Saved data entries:
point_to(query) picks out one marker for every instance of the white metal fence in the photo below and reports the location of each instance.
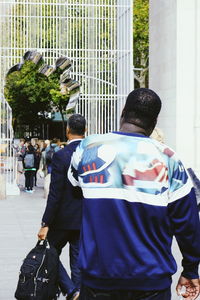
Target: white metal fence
(95, 34)
(8, 163)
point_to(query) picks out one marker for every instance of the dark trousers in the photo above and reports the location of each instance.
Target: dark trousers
(90, 294)
(59, 238)
(29, 179)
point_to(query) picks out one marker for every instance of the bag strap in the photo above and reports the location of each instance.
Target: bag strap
(43, 243)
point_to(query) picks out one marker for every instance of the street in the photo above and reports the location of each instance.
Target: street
(20, 218)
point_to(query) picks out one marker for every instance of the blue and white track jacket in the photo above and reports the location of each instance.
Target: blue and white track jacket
(137, 196)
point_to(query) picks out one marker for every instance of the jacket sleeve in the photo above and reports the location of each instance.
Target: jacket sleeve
(185, 222)
(58, 174)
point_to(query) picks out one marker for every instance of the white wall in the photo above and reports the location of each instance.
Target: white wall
(174, 73)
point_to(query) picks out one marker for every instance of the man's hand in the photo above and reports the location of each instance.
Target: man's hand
(42, 234)
(192, 288)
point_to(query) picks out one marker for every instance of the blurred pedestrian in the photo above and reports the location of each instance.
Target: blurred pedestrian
(37, 161)
(29, 161)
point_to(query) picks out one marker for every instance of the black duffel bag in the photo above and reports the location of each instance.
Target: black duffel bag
(38, 278)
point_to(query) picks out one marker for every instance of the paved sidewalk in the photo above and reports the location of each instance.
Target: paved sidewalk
(20, 218)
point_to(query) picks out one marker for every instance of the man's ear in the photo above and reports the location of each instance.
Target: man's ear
(67, 131)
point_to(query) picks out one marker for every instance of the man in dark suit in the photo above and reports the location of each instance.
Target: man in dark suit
(62, 217)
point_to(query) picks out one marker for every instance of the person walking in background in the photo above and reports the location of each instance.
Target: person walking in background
(62, 216)
(37, 161)
(137, 196)
(29, 161)
(49, 152)
(20, 152)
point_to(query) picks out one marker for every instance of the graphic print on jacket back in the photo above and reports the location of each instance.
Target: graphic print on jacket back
(128, 181)
(138, 168)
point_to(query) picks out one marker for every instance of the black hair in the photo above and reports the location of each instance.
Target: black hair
(30, 148)
(142, 108)
(77, 123)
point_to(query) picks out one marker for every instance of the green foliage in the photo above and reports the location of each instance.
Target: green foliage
(32, 95)
(141, 39)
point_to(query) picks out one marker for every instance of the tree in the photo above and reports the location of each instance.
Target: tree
(141, 41)
(33, 90)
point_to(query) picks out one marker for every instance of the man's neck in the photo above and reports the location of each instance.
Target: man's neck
(72, 137)
(131, 128)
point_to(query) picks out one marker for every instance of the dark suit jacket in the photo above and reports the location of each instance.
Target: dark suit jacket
(64, 203)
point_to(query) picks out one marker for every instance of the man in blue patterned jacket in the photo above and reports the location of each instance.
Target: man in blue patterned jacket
(137, 196)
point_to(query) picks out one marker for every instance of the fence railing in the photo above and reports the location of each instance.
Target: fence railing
(8, 160)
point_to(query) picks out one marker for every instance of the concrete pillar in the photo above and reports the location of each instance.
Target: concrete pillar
(175, 73)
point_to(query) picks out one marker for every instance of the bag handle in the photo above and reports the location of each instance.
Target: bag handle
(43, 243)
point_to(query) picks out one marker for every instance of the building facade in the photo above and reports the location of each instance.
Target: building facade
(95, 34)
(175, 73)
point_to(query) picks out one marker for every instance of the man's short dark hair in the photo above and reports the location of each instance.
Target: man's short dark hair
(142, 108)
(77, 123)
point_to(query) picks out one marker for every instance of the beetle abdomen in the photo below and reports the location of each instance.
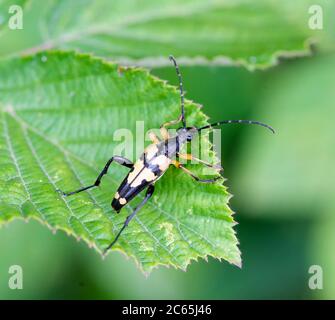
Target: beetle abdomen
(145, 172)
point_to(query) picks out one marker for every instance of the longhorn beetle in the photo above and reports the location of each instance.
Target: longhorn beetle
(155, 161)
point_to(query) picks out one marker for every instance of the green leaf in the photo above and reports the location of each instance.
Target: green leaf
(5, 13)
(59, 112)
(252, 33)
(292, 171)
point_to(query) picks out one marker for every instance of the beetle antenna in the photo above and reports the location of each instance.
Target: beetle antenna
(237, 121)
(180, 89)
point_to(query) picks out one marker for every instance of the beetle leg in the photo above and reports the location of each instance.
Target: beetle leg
(148, 195)
(180, 166)
(120, 160)
(153, 137)
(188, 156)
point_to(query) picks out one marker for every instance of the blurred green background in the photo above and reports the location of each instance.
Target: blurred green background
(283, 187)
(284, 228)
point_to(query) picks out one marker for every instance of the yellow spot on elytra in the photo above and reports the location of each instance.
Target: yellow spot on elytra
(162, 161)
(138, 166)
(146, 175)
(123, 201)
(151, 151)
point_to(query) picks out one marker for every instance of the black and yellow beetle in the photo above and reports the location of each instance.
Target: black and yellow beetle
(155, 160)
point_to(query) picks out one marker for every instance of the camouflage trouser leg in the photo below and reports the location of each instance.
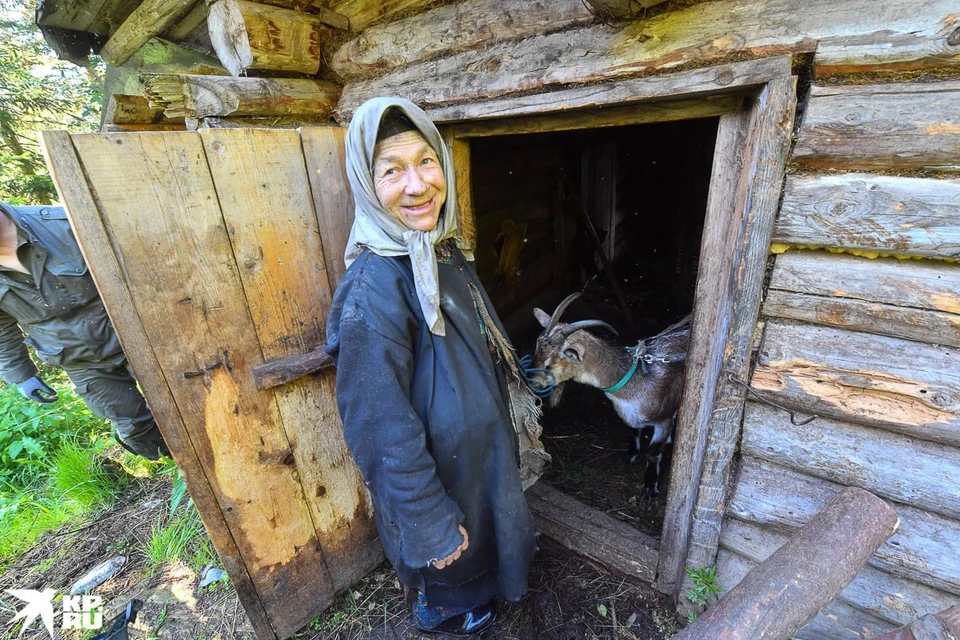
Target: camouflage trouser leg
(113, 394)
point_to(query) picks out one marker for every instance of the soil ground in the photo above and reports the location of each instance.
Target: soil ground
(570, 597)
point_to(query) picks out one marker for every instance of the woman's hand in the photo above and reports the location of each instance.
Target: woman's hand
(440, 564)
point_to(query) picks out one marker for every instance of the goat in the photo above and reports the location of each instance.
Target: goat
(646, 401)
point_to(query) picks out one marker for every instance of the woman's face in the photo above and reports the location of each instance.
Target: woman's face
(409, 180)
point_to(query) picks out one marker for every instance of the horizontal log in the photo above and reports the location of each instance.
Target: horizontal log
(277, 372)
(926, 548)
(149, 19)
(836, 621)
(869, 591)
(363, 13)
(247, 35)
(788, 588)
(694, 82)
(461, 26)
(905, 216)
(914, 472)
(895, 384)
(202, 96)
(592, 533)
(698, 35)
(898, 298)
(889, 126)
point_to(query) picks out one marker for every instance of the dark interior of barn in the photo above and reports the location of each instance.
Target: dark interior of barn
(618, 214)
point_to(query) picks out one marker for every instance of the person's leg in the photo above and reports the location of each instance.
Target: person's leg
(113, 394)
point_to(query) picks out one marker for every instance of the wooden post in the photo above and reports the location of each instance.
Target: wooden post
(148, 20)
(787, 590)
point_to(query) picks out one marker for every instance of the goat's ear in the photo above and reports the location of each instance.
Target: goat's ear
(541, 317)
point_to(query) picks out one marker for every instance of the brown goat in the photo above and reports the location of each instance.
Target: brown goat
(647, 402)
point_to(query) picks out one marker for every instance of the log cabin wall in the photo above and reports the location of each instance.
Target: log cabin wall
(869, 343)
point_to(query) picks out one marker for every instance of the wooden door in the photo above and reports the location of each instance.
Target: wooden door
(215, 252)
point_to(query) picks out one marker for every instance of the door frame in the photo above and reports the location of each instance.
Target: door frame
(755, 102)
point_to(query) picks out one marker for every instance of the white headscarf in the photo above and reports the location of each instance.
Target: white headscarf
(375, 228)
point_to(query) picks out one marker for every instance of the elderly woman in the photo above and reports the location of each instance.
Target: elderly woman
(426, 382)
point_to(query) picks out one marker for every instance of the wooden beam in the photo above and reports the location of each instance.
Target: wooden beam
(464, 25)
(592, 533)
(863, 212)
(94, 239)
(660, 111)
(202, 96)
(702, 34)
(149, 19)
(926, 548)
(363, 13)
(787, 590)
(888, 383)
(897, 298)
(247, 35)
(889, 126)
(688, 84)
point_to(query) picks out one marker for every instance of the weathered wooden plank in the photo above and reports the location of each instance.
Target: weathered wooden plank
(915, 472)
(690, 83)
(895, 384)
(179, 266)
(363, 13)
(201, 96)
(898, 298)
(661, 111)
(592, 533)
(456, 27)
(285, 285)
(905, 216)
(892, 126)
(926, 548)
(699, 34)
(98, 252)
(836, 621)
(769, 142)
(324, 150)
(149, 19)
(247, 35)
(711, 325)
(886, 596)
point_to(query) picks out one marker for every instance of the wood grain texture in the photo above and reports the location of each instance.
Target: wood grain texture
(592, 533)
(454, 27)
(247, 35)
(281, 268)
(891, 465)
(836, 621)
(913, 33)
(768, 142)
(195, 96)
(185, 287)
(363, 13)
(903, 126)
(324, 151)
(149, 19)
(99, 254)
(926, 548)
(886, 596)
(905, 216)
(694, 82)
(803, 574)
(895, 384)
(898, 298)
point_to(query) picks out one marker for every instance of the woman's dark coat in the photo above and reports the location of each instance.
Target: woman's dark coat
(427, 421)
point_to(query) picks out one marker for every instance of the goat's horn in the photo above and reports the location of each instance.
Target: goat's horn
(563, 333)
(555, 318)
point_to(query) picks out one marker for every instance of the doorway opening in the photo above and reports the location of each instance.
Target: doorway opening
(616, 213)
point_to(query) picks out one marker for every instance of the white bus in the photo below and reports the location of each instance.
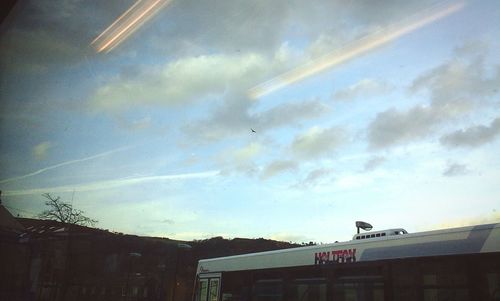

### Task brief
Copy out the records word for word, starting at the line that contains "of the doorway" and going through the end of the records. Leave the pictures out of your answer.

### Expected output
point_to(query) picks out one marker for every instance of the doorway opening in the photo above and reports the location of each instance.
Target: doorway opening
(616, 213)
point_to(query) picks out one marker for every instance of the white bus in the photo below and reports the location of each instance.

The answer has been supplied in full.